▶ _What you will do_
Take every line of the material below that includes the string "birch" and copy it out.

-------------------------

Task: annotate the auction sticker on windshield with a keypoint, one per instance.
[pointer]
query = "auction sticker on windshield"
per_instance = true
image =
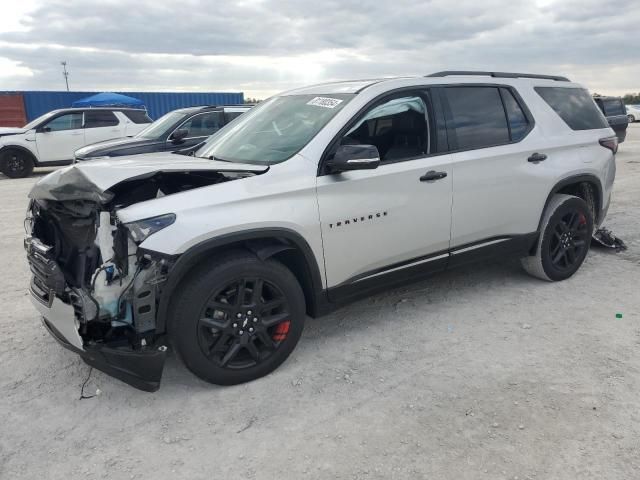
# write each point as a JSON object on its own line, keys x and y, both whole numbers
{"x": 325, "y": 102}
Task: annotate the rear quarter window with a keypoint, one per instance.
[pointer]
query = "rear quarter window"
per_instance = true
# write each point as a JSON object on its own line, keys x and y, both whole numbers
{"x": 477, "y": 117}
{"x": 575, "y": 106}
{"x": 137, "y": 116}
{"x": 613, "y": 106}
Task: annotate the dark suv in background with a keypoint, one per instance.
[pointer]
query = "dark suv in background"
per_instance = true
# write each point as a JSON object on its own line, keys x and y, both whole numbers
{"x": 616, "y": 113}
{"x": 177, "y": 130}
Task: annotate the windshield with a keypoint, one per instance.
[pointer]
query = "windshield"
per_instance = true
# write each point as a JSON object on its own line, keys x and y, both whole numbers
{"x": 275, "y": 130}
{"x": 159, "y": 128}
{"x": 33, "y": 123}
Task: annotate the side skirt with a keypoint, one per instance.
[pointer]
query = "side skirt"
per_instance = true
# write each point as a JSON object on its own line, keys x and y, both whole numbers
{"x": 415, "y": 269}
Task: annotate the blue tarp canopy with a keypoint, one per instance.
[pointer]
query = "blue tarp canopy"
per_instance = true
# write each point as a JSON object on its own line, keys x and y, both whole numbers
{"x": 108, "y": 99}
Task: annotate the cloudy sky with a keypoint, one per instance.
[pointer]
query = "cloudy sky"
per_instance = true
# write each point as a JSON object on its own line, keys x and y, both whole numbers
{"x": 261, "y": 47}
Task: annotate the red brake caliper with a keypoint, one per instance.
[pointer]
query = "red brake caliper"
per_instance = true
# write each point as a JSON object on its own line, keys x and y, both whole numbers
{"x": 281, "y": 331}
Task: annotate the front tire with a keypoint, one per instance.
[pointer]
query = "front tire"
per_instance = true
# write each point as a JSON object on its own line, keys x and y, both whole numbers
{"x": 237, "y": 318}
{"x": 16, "y": 164}
{"x": 564, "y": 240}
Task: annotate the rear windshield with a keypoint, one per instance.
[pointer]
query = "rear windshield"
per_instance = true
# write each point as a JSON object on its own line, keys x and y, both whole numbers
{"x": 137, "y": 116}
{"x": 575, "y": 106}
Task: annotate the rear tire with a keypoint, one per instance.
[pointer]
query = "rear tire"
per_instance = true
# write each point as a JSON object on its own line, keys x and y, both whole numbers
{"x": 564, "y": 240}
{"x": 237, "y": 318}
{"x": 16, "y": 163}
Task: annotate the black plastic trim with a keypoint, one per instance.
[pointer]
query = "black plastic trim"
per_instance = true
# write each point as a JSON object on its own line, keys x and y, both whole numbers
{"x": 22, "y": 149}
{"x": 140, "y": 369}
{"x": 573, "y": 180}
{"x": 506, "y": 245}
{"x": 186, "y": 261}
{"x": 393, "y": 275}
{"x": 449, "y": 73}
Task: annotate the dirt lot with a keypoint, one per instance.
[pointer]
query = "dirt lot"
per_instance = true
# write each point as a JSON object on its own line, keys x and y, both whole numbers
{"x": 477, "y": 373}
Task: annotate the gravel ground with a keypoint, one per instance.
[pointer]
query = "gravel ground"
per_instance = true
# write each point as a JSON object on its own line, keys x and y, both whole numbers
{"x": 477, "y": 373}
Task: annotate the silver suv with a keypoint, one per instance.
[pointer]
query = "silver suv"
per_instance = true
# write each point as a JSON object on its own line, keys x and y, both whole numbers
{"x": 314, "y": 198}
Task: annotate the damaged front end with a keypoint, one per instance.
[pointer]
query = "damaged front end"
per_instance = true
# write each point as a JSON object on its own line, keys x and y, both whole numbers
{"x": 97, "y": 291}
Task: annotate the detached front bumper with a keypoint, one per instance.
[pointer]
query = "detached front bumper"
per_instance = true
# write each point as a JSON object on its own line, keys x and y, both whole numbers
{"x": 140, "y": 369}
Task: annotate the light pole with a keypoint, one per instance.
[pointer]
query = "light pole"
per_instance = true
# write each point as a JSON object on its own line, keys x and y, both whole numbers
{"x": 65, "y": 73}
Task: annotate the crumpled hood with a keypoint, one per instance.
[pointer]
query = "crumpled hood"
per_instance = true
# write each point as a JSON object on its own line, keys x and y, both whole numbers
{"x": 92, "y": 180}
{"x": 11, "y": 131}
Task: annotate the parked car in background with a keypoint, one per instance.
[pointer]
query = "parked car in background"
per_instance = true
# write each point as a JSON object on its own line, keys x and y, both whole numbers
{"x": 633, "y": 113}
{"x": 613, "y": 108}
{"x": 51, "y": 139}
{"x": 177, "y": 130}
{"x": 314, "y": 198}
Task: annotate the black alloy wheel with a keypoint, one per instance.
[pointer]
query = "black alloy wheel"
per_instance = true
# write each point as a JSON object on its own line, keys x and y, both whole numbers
{"x": 236, "y": 318}
{"x": 569, "y": 241}
{"x": 16, "y": 164}
{"x": 244, "y": 323}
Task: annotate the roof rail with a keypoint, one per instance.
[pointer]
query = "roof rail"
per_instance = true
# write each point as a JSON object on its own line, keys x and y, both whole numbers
{"x": 448, "y": 73}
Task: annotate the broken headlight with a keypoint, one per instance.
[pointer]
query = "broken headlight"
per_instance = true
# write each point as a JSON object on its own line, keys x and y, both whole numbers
{"x": 142, "y": 229}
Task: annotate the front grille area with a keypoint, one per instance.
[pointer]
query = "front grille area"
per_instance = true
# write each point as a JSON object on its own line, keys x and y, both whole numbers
{"x": 46, "y": 272}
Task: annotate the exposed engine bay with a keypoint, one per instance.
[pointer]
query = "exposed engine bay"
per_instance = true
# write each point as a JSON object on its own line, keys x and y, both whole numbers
{"x": 82, "y": 255}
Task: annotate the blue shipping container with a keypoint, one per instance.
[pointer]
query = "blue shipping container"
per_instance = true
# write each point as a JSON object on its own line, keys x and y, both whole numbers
{"x": 37, "y": 103}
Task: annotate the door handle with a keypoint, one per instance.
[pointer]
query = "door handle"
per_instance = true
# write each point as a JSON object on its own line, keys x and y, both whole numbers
{"x": 432, "y": 175}
{"x": 537, "y": 157}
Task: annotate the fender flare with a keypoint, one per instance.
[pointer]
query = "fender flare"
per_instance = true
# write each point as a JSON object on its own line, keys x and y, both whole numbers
{"x": 573, "y": 180}
{"x": 262, "y": 242}
{"x": 22, "y": 149}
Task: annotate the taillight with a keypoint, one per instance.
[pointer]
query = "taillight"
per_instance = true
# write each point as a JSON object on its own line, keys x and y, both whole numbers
{"x": 610, "y": 142}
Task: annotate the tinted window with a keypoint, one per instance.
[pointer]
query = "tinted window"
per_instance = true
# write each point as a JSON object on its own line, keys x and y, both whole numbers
{"x": 99, "y": 118}
{"x": 613, "y": 106}
{"x": 69, "y": 121}
{"x": 137, "y": 116}
{"x": 203, "y": 125}
{"x": 575, "y": 106}
{"x": 518, "y": 123}
{"x": 478, "y": 116}
{"x": 232, "y": 115}
{"x": 398, "y": 128}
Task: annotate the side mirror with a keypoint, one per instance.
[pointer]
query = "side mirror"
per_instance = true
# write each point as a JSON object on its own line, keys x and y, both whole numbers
{"x": 354, "y": 157}
{"x": 179, "y": 135}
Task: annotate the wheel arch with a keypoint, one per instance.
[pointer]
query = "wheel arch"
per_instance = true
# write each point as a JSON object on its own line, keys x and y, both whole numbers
{"x": 284, "y": 245}
{"x": 21, "y": 148}
{"x": 577, "y": 185}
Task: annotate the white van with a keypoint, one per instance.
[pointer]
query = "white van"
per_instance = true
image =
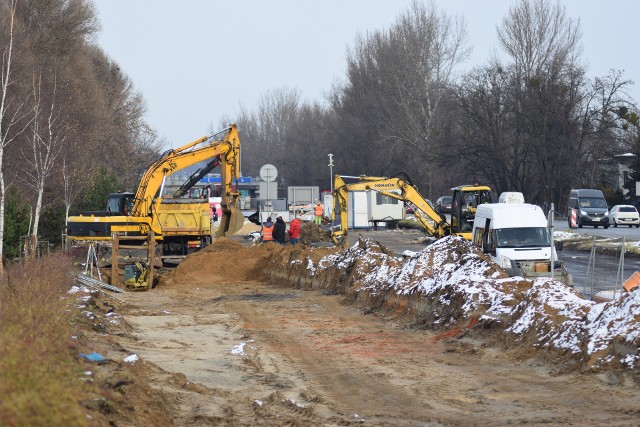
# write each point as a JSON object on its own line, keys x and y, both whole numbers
{"x": 515, "y": 235}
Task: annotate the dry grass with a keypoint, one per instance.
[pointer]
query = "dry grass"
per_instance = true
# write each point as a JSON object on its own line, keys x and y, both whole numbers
{"x": 40, "y": 374}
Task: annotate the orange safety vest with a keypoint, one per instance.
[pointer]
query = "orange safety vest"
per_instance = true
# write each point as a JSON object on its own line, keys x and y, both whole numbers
{"x": 267, "y": 233}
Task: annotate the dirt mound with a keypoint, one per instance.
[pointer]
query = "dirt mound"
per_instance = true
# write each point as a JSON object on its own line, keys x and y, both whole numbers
{"x": 224, "y": 260}
{"x": 310, "y": 232}
{"x": 452, "y": 286}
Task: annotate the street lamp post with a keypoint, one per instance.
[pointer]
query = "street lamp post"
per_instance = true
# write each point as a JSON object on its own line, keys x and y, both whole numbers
{"x": 331, "y": 171}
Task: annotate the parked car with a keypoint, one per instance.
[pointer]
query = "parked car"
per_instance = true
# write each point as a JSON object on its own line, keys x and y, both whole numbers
{"x": 624, "y": 215}
{"x": 443, "y": 204}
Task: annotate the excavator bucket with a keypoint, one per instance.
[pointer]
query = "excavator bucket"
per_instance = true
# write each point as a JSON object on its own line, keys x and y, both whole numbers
{"x": 232, "y": 220}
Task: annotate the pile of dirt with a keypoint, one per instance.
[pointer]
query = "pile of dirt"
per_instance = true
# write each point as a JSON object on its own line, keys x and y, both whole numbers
{"x": 451, "y": 285}
{"x": 224, "y": 260}
{"x": 310, "y": 233}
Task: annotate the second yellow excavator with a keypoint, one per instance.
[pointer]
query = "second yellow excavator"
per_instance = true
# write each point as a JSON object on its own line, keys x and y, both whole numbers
{"x": 465, "y": 200}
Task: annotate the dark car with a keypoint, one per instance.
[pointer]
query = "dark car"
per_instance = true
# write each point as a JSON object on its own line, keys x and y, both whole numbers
{"x": 443, "y": 204}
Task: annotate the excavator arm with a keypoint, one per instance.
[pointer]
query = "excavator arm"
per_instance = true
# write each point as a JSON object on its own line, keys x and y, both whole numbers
{"x": 399, "y": 187}
{"x": 143, "y": 217}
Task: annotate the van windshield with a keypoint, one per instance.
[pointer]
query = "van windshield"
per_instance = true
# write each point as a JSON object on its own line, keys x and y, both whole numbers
{"x": 592, "y": 202}
{"x": 522, "y": 237}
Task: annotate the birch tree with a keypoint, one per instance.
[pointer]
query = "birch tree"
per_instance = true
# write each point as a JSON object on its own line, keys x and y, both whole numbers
{"x": 10, "y": 107}
{"x": 46, "y": 137}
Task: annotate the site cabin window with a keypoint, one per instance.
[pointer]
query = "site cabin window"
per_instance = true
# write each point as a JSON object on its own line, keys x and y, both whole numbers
{"x": 381, "y": 199}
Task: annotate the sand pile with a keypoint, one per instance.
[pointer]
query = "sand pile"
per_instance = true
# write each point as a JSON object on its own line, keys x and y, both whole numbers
{"x": 225, "y": 260}
{"x": 310, "y": 232}
{"x": 451, "y": 284}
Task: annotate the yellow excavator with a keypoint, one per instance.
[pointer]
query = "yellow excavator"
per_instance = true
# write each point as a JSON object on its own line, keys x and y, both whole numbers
{"x": 174, "y": 226}
{"x": 400, "y": 187}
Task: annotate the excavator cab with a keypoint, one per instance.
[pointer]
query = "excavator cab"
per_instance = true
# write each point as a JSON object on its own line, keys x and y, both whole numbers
{"x": 119, "y": 203}
{"x": 466, "y": 199}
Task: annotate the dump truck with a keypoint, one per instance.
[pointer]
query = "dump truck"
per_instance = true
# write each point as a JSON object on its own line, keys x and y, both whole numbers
{"x": 179, "y": 225}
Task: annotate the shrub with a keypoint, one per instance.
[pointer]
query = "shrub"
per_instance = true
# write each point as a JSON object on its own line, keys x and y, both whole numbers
{"x": 39, "y": 368}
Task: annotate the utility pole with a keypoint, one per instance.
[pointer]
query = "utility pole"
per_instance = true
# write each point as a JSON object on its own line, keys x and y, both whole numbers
{"x": 331, "y": 172}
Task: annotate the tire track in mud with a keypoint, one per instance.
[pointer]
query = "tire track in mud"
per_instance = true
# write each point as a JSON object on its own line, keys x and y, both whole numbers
{"x": 312, "y": 360}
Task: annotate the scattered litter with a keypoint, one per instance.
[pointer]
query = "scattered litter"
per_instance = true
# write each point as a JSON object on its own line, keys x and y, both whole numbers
{"x": 93, "y": 357}
{"x": 239, "y": 349}
{"x": 132, "y": 358}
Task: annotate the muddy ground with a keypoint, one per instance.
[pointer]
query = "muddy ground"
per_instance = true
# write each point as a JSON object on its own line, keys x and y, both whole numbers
{"x": 221, "y": 344}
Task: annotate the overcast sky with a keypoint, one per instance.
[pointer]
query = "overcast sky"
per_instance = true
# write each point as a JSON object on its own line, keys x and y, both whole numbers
{"x": 196, "y": 61}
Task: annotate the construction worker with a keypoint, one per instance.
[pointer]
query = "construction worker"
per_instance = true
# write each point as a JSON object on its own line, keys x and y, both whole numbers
{"x": 318, "y": 210}
{"x": 294, "y": 231}
{"x": 280, "y": 231}
{"x": 267, "y": 231}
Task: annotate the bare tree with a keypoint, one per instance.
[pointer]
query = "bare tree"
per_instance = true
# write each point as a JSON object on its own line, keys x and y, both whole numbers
{"x": 538, "y": 35}
{"x": 10, "y": 106}
{"x": 46, "y": 137}
{"x": 391, "y": 108}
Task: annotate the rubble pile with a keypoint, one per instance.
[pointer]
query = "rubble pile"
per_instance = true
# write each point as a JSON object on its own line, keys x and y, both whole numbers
{"x": 450, "y": 283}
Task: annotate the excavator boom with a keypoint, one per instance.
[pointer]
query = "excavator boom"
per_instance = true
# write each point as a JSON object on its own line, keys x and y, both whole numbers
{"x": 466, "y": 198}
{"x": 144, "y": 213}
{"x": 400, "y": 188}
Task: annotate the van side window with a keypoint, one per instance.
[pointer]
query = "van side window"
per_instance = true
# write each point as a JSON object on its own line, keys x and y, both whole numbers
{"x": 491, "y": 242}
{"x": 477, "y": 237}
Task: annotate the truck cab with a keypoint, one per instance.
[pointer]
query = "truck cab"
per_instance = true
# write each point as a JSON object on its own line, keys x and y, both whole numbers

-------------------------

▶ _Response below_
Task: annotate the birch tree with a keypoint, one per instance.
query = "birch tree"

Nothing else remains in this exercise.